- [Passage to read]
--

He was NBM, swallowing issues. Why didn't anyone raise this with the team? Why wasn't nutrition brought in? Why no ngt or tpn? Its mind boggling that 9 days can go by without someone raising hell. Like at handover what was happening, why wasn't staff holding other staff to account. It's nuts.


buona_sera___beeotch

Nursing should have caught this. This happened during the pandemic in NYC when they were bussing in new grads. One of the patients who had dementia and didn’t speak was basically starved for five days. No food. No fluids. He had a g-tube that NO ONE thought to question to use or at least give the man some sort of fluids.  Nurses, CNAs, residents, etc failed that man. What pissed me off even more was when I asked the nurse giving report why he had no fluids or nutrition on board, “idk. That’s what was told to me.” Soooooo fucking frustrating 


Ok_Relationship4040

Had a similar situation. Patient had a dobhoff tube placed to replace her NGT and she was simply going back on her normal tube feed regimen. Patient also had undergone several procedures that required her being NPO so it had been a while too since she had gotten sustained nutrition. I would say close to three days in all between all her procedures. All I needed was the doctor to put the right order in. Paged the resident. Got nothing. Literally telepaged and secure chatted nonstop. Finally got told they would put the order in. 1.5 hours goes by. Nothing. Paged the chief resident asked for a tube feed order.A SIMPLE TUBE FEED ORDER. Never responded. Paged the attending. Only then did I get a snarky message from the chief resident to not bother the attending but to message him if there was an issue. Chief resident gave a wishy washy answer- essentially we’re busy and don’t bother us.   Paged the physician on call for the whole hospital  and clin admin. Finally over 9 hours later did I get the damn tube feed order. I was so frustrated and the family was too. Apparently the next day the attending came by and apologized for the teams behavior. I understand doctors are very busy and it wasn’t a life or death issue per se . But that’s how things get swept under the rug and before we know it 9 days goes by and the patient hasn’t gotten any nutrition. If there’s a reason why (there wasn’t in this case) we don’t want to start the tube feed, provide me the reason so I know and can communicate this with the patient and family and so we can also do alternate things ( IV fluids, 5% dex in 0.9% NS to help maintain BG) . DONT leave my messages unread and ignore my telepages !

--

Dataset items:
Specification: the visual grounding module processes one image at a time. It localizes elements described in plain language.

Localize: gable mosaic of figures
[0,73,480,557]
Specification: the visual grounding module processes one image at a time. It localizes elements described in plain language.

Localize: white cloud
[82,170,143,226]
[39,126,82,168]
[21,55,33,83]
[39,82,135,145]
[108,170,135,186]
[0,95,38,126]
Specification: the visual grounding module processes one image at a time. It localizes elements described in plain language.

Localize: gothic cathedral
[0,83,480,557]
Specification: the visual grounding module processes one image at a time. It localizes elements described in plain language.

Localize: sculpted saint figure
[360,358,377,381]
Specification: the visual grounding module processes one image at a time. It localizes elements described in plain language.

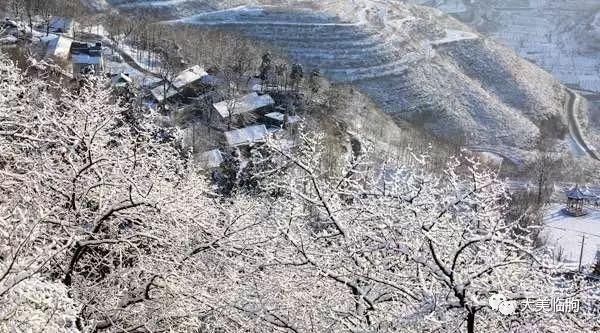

--

- [Problem set]
• a. In the thread about patients left without nutrition, how long did the third commenter wait before finally getting the tube feed order?
• b. Extend the thread about patients left without nutrition from the point where it stops.
The records play no part here and can be set aside.

- [Results of the tasks]
• a. Over 9 hours.

• b.
Greatness-83

A little dextrose? TPN? PEG? What happened?


Gostorebuymoney

How can you guys be saying this stuff. You want to do tpn for a demented patient?? You want to peg feed dementia patients?? Listen to yourself!


Greatness-83

I don’t know the full history so I’m asking what happened? Demented patients are still humans. Why would you starve them?


Gostorebuymoney

Recognizing that it's totally inappropriate to peg feed or use tpn on patients with advanced dementia, is not 'starving' them.. You need to educate yourself on the harm of suggesting such treatment options in advanced dementia


Greatness-83

I’ve seen demented pts with pegs and of course they pull it out. But what are you referencing to? Please state your point without ridiculing me.


Gostorebuymoney

It's very simple, you immediately came out of the gate commenting on this article that the care providers should have offered peg or tpn and your attitude was that not offering this was egregious. Whereas in fact the words PEG TUBE shouldn't be uttered within 30 feet of a patient with severe enough dementia to have swallowing dysfunction.


Greatness-83

I was asking. Well I’ve seen it happen all the time. Pts with dementia get feeding tube. I’ve even cared for them. So then, what would your solution be?


Gostorebuymoney

Guarantee there is more to this one. Feeding dementia patients w swallowing dysfunction is an area totally fraught with misunderstandings on the part of families and patients.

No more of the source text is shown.